Record set -
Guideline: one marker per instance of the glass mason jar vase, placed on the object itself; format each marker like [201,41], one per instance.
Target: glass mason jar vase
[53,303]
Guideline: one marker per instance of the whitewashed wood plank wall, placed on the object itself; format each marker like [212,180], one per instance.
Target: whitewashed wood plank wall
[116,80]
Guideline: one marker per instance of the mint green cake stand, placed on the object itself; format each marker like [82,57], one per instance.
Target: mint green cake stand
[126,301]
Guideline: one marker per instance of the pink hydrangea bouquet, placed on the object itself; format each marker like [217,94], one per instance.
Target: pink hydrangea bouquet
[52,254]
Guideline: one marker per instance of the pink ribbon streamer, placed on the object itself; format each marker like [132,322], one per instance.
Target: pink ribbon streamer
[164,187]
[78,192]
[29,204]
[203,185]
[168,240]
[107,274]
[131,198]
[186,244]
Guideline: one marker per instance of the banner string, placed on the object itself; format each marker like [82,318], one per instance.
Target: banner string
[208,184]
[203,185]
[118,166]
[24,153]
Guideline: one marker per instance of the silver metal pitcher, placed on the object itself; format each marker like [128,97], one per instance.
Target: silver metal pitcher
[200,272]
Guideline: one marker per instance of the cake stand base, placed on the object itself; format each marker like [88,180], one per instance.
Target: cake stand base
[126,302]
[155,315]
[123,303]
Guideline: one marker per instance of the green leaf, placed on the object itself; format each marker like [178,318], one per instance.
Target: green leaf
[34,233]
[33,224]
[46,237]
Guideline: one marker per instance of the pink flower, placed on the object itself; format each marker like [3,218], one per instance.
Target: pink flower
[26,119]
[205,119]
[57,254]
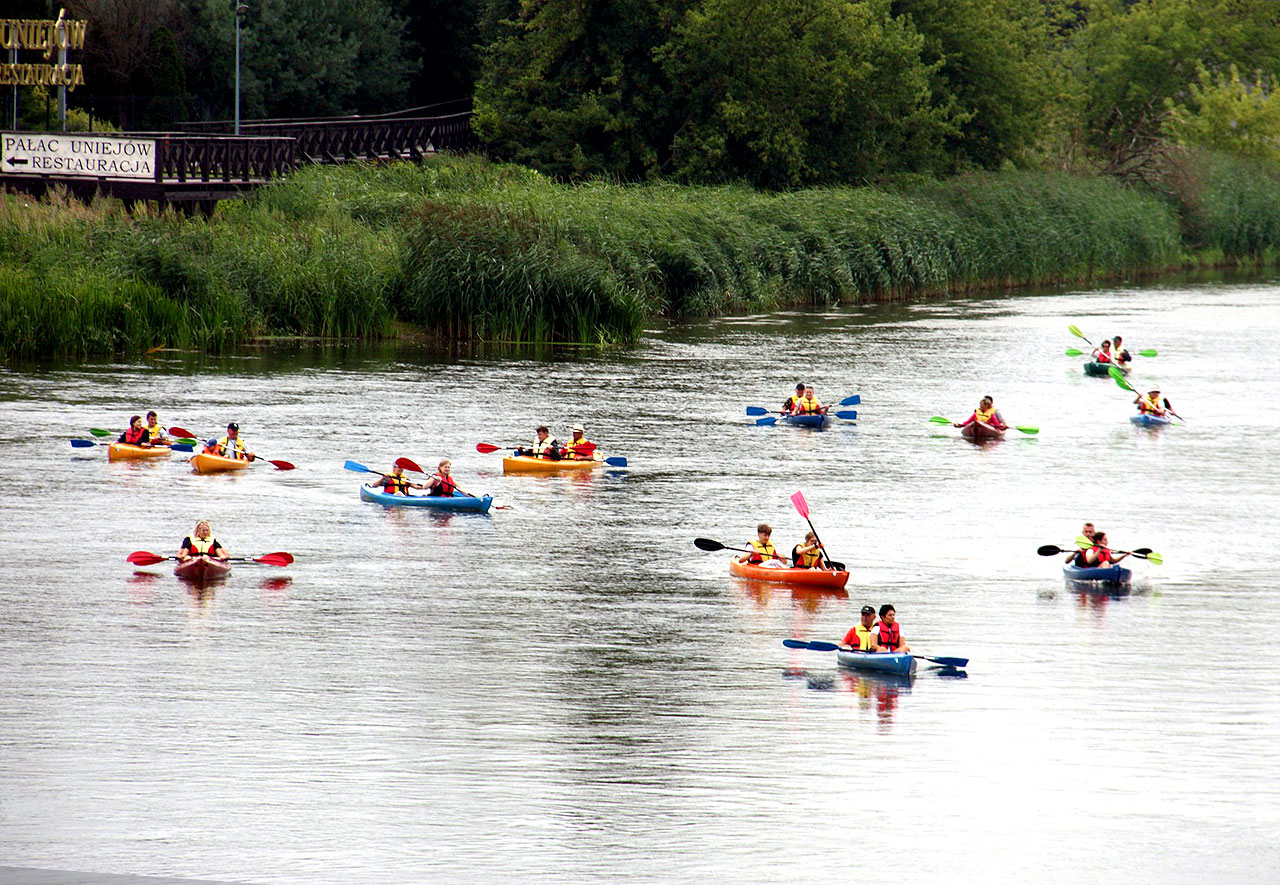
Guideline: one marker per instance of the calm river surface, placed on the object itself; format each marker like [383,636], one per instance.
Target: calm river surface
[570,690]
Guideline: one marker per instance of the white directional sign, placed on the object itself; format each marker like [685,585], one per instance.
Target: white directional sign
[76,154]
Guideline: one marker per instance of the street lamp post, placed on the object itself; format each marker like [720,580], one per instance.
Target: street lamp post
[240,14]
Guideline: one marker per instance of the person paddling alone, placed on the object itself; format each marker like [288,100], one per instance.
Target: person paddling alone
[201,542]
[136,434]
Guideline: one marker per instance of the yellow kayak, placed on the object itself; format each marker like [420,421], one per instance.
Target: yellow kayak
[127,452]
[521,464]
[209,462]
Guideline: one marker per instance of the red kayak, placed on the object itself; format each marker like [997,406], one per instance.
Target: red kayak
[202,569]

Exercise details -
Can you reproduce every one of the records above verbatim, leaving out the pictures?

The completed task -
Guideline: one marker per instance of the glass mason jar vase, placed on the object itself; format each marker like [201,41], one per instance.
Target: glass mason jar vase
[53,303]
Guideline: one marker per instance of the whitewashed wood plank wall, placed on the object itself; format each marker like [212,180], one per instance.
Target: whitewashed wood plank wall
[116,80]
Guideline: one marker per instance of the mint green cake stand, placed on the object itself; format each marker like [82,57], one per instance.
Target: mint green cake stand
[126,301]
Guideline: one marker per instance of the pink hydrangea bouquet, placed on the object itself; format each marker like [217,94], one per instance.
Target: pink hydrangea bouquet
[52,254]
Guideline: one marker per instance of the pink ribbon streamer, placed on the object itself; format each marker like [132,322], one per instance.
Target: pink ribbon streamer
[164,187]
[78,192]
[29,204]
[203,185]
[168,240]
[107,274]
[131,198]
[186,244]
Guideline: one marker per instance of the banner string, placed on the object itself; format each marker like [82,318], one per instance.
Target: banner string
[208,184]
[203,185]
[118,166]
[24,153]
Guideline: one marker per instance of the silver metal pitcher, placed on the object itself; format each marker like [128,97], one per instance.
Target: silver metal pitcher
[200,272]
Guideline: one marker per instance of the cake stand base, placed on the object itself; format each marker like [88,180], one per instance.
Target: cake stand base
[126,302]
[155,315]
[123,303]
Guideline: one marker per instance of the green leaf, placed on the object itself; format each marker like [178,318], one per instance.
Target: green leaf
[34,233]
[33,224]
[46,237]
Guideline: one marker per instance of the pink flower, placed on the object itself; format each marker like [3,218], one per instance.
Target: pink flower
[26,119]
[205,119]
[57,254]
Guideline: one marker per instance of the calm river surface, placed on the object itself; format each marker like [383,636], one per instance.
Target: calm river surface
[570,690]
Guideline: one marker per instance of the white directional sign, placed on the object itself; format each marker like [685,585], one per instance.
Target: white directional sign
[76,154]
Guideline: one marker per instance of the street lamp post, placed on the object itself; format each marker like [720,580], one per instance.
Target: street lamp post
[240,14]
Guideline: one marker per instance of the person paddling alone, placed on the object itself; format each marker like [288,100], one per instance.
Target: person paddling alone
[201,542]
[136,434]
Guideline: one marker per instance of the yellow kayak, placed on the object itself; format each marker like [420,421], one per instance.
Target: yellow kayak
[127,452]
[521,464]
[209,462]
Guideline: one marker per instance of the red kayak, placed on the object itself; format each marker like [997,406], one per instance.
Target: red kayak
[202,569]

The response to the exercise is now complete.